▶ **EXERCISE INPUTS**
>> START
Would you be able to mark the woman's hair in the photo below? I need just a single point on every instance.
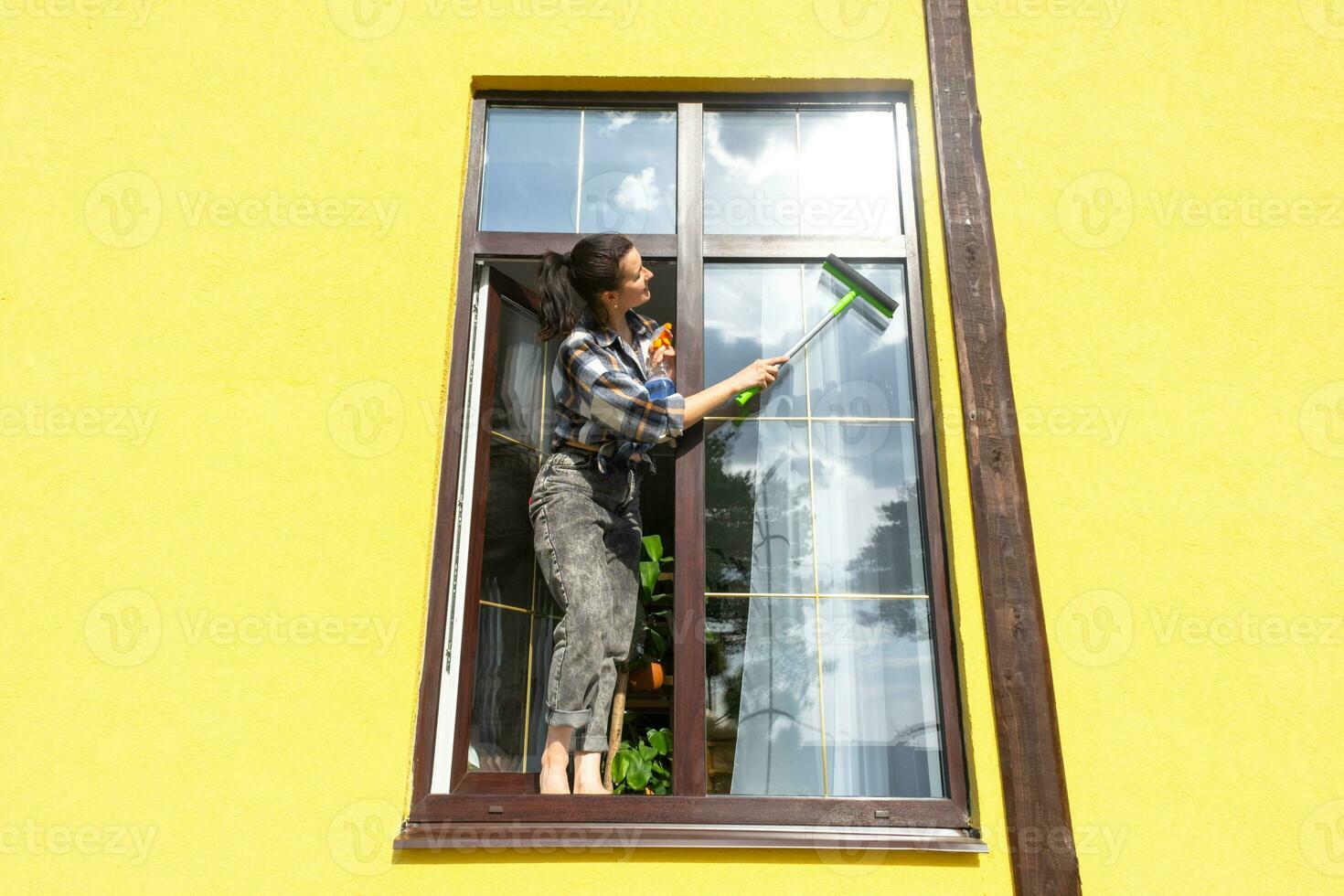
(592, 268)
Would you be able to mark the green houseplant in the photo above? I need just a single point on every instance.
(644, 766)
(652, 618)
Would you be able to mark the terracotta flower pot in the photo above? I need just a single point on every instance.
(646, 677)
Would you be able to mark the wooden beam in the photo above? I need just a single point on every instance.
(1029, 758)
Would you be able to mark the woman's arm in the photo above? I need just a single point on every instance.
(758, 372)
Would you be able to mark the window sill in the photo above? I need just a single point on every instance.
(608, 837)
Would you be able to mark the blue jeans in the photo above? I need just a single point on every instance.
(586, 532)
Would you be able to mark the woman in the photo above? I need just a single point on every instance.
(585, 506)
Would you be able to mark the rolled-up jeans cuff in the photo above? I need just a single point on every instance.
(592, 744)
(568, 718)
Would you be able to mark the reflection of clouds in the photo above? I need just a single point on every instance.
(637, 192)
(614, 121)
(758, 154)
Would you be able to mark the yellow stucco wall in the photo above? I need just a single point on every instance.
(230, 240)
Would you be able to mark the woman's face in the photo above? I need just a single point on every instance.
(632, 283)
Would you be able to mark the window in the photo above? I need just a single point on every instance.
(814, 688)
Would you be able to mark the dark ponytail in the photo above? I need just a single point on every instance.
(588, 271)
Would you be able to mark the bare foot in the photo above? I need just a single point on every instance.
(554, 779)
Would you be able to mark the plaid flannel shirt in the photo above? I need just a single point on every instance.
(600, 394)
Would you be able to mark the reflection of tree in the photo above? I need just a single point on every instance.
(730, 498)
(886, 563)
(740, 517)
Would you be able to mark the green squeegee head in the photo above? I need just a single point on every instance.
(859, 286)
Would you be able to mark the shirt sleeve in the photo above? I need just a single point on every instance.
(618, 400)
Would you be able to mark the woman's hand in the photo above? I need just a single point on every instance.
(667, 357)
(758, 372)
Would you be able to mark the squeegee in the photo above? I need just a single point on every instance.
(859, 288)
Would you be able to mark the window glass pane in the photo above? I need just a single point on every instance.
(815, 172)
(860, 364)
(750, 312)
(499, 690)
(757, 508)
(763, 700)
(507, 554)
(531, 169)
(750, 172)
(629, 172)
(848, 172)
(880, 706)
(820, 508)
(867, 508)
(580, 169)
(519, 366)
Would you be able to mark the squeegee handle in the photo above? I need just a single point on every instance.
(816, 328)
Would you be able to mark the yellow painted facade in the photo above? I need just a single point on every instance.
(226, 280)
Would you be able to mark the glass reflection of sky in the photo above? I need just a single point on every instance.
(803, 172)
(629, 172)
(859, 513)
(880, 706)
(615, 169)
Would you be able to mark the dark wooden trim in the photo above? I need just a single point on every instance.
(497, 243)
(603, 837)
(499, 782)
(472, 793)
(849, 812)
(945, 656)
(709, 98)
(1029, 758)
(688, 586)
(441, 561)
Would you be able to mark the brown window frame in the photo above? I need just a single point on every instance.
(506, 806)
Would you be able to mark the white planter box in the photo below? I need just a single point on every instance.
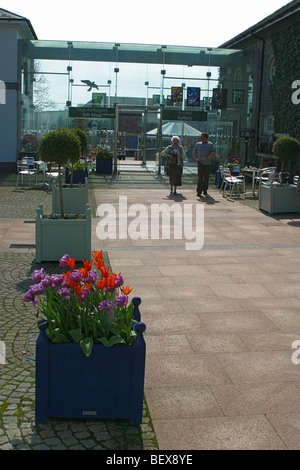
>> END
▶ **WRITTEN EXERCISE**
Locate every line above that contains the string "yellow", treating uppercase and lowercase as distinct, and copy each such line in full.

▶ **SOLUTION**
Would you be able to mark the yellow stucco wall in the photo above? I need just a single point on every instance.
Would you be able to mark the yellow painted facade in the photo above? I need just a single point on every instance.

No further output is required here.